***** Extracted records *****

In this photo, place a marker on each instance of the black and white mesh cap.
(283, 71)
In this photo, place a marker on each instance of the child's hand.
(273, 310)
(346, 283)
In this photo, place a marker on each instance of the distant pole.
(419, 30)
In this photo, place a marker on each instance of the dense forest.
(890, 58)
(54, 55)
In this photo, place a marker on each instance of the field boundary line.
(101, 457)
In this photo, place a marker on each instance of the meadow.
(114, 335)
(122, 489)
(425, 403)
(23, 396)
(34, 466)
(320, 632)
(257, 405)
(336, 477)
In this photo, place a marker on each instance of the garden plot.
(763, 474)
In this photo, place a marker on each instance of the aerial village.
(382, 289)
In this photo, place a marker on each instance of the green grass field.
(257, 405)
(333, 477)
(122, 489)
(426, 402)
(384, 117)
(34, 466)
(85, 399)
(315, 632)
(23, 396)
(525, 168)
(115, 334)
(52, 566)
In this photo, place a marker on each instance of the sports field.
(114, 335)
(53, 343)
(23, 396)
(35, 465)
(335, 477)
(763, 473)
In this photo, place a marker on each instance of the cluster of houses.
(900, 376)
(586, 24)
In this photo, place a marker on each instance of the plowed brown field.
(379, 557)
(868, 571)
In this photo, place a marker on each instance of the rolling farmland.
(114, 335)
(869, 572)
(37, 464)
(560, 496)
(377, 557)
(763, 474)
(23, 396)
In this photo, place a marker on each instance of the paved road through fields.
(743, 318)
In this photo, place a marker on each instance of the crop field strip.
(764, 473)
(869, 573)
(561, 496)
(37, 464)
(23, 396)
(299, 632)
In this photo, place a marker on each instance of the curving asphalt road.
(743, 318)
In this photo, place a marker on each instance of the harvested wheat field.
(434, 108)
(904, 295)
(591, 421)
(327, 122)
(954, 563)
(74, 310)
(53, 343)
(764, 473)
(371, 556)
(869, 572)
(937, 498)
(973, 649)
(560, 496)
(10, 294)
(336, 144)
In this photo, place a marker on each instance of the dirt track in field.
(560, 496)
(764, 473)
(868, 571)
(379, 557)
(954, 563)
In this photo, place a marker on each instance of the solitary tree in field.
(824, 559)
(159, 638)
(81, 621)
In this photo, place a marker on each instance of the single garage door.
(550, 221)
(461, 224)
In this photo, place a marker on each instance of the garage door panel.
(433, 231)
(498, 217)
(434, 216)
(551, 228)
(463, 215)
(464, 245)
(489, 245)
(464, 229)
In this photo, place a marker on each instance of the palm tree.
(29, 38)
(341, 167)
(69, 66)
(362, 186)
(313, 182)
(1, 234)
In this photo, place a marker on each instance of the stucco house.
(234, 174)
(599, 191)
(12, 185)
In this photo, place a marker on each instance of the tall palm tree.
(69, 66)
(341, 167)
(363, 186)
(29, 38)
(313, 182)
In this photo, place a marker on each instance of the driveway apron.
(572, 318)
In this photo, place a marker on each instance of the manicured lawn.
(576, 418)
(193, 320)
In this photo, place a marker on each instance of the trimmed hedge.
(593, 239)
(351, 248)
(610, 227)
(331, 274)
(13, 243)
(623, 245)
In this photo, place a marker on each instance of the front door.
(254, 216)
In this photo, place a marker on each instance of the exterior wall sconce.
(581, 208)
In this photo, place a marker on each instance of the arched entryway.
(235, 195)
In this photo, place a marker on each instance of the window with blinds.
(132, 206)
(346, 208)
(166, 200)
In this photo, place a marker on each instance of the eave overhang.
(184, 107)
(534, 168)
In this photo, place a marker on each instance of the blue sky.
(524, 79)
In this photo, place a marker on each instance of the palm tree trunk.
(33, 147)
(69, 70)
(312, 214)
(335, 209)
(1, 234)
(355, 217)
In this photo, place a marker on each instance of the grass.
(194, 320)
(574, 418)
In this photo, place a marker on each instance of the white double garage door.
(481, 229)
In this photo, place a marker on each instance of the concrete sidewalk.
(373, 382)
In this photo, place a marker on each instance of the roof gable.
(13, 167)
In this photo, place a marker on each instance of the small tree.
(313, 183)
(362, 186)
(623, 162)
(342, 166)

*****

**Short exercise**
Copy all of the lines above word for word, with nothing changed.

**Solution to this exercise**
In this photo, place a marker on each instance of the black and white mesh cap.
(283, 71)
In this photo, place a marker on each instance of the child's hand.
(273, 310)
(346, 283)
In this photo, place a marker on each instance of the distant pole.
(419, 30)
In this photo, place a marker on each instance of the dense forest.
(890, 58)
(54, 55)
In this photo, place a marker on each instance of the field boundary line.
(101, 457)
In this photo, place a marker on each instance of the meadow.
(114, 335)
(122, 489)
(425, 403)
(23, 396)
(34, 466)
(320, 632)
(257, 405)
(336, 477)
In this photo, place a marker on each instance of the garden plot.
(763, 474)
In this photo, place a marker on each instance of the aerial village.
(382, 289)
In this photo, place a marker on each instance of the green grass field.
(257, 405)
(333, 477)
(122, 489)
(426, 402)
(384, 117)
(34, 466)
(85, 399)
(315, 632)
(23, 396)
(525, 168)
(115, 334)
(52, 566)
In this photo, place a marker on each instance of the sports field.
(114, 335)
(53, 343)
(23, 396)
(35, 465)
(335, 477)
(763, 473)
In this photo, place a marker on each instance of the cluster of houses.
(900, 376)
(586, 24)
In this photo, place a marker on each instance of the plowed brown field.
(379, 557)
(868, 571)
In this photo, place a marker on each instance of the rolling farmland.
(114, 335)
(869, 572)
(37, 464)
(560, 496)
(377, 557)
(763, 474)
(23, 396)
In this photo, place a marker on each instance of the paved road through fields.
(743, 318)
In this photo, place a marker on each instance of the crop field strip.
(764, 473)
(869, 573)
(561, 496)
(37, 464)
(23, 396)
(299, 632)
In this photo, place a marker on each instance of the curving asphalt road.
(743, 318)
In this photo, place a marker on each instance of the harvested wheat field.
(434, 108)
(904, 295)
(591, 421)
(327, 122)
(954, 563)
(74, 310)
(53, 343)
(764, 473)
(371, 556)
(869, 572)
(937, 498)
(973, 649)
(560, 496)
(10, 294)
(336, 144)
In this photo, place a marker on each instance of the dirt track in field.
(560, 496)
(764, 473)
(868, 571)
(379, 557)
(954, 563)
In this photo, place a marker on each instance of the solitary tree in field.
(824, 559)
(159, 638)
(81, 621)
In this photo, place a marker on each instance of the single garage door.
(550, 221)
(461, 224)
In this photo, place a marker on each instance of the garage door panel.
(433, 231)
(498, 217)
(434, 216)
(551, 228)
(463, 215)
(464, 245)
(489, 245)
(464, 229)
In this photo, place a marker on each instance of the palm tree.
(29, 38)
(341, 167)
(69, 66)
(362, 186)
(313, 182)
(1, 234)
In this photo, place a marker on each instance of the stucco house.
(234, 174)
(599, 191)
(12, 185)
In this photo, place a marker on each instance of the tall palm tree.
(69, 66)
(341, 167)
(363, 186)
(29, 38)
(313, 182)
In this photo, place a marker on each instance of the driveway apron.
(572, 318)
In this photo, place a marker on each instance of the manicured lawn.
(576, 418)
(193, 320)
In this photo, place a marker on each instance of the trimmed hedge.
(593, 239)
(351, 248)
(610, 227)
(331, 274)
(13, 243)
(623, 245)
In this photo, place a marker on each instance of the front door.
(254, 216)
In this photo, place a marker on each instance of the exterior wall sconce.
(581, 208)
In this photo, place a marker on each instance of the arched entryway.
(235, 195)
In this photo, place a marker on each instance of the window with blinds.
(132, 206)
(346, 208)
(166, 200)
In this photo, place a marker on each instance of the eave overhang.
(184, 107)
(534, 168)
In this photo, place a marker on each instance of the blue sky.
(524, 79)
In this photo, place a marker on each instance of the palm tree trunk.
(33, 147)
(69, 70)
(312, 214)
(335, 209)
(1, 234)
(355, 217)
In this photo, place a marker on each instance of the grass.
(194, 320)
(574, 418)
In this photo, place a marker on each instance of the white double garage door.
(481, 229)
In this photo, place a marker on each instance of the concrete sidewalk.
(373, 382)
In this photo, place a marker on each instance of the roof gable.
(13, 167)
In this photo, place a marker on each instance of the small tree.
(313, 183)
(362, 186)
(623, 162)
(342, 166)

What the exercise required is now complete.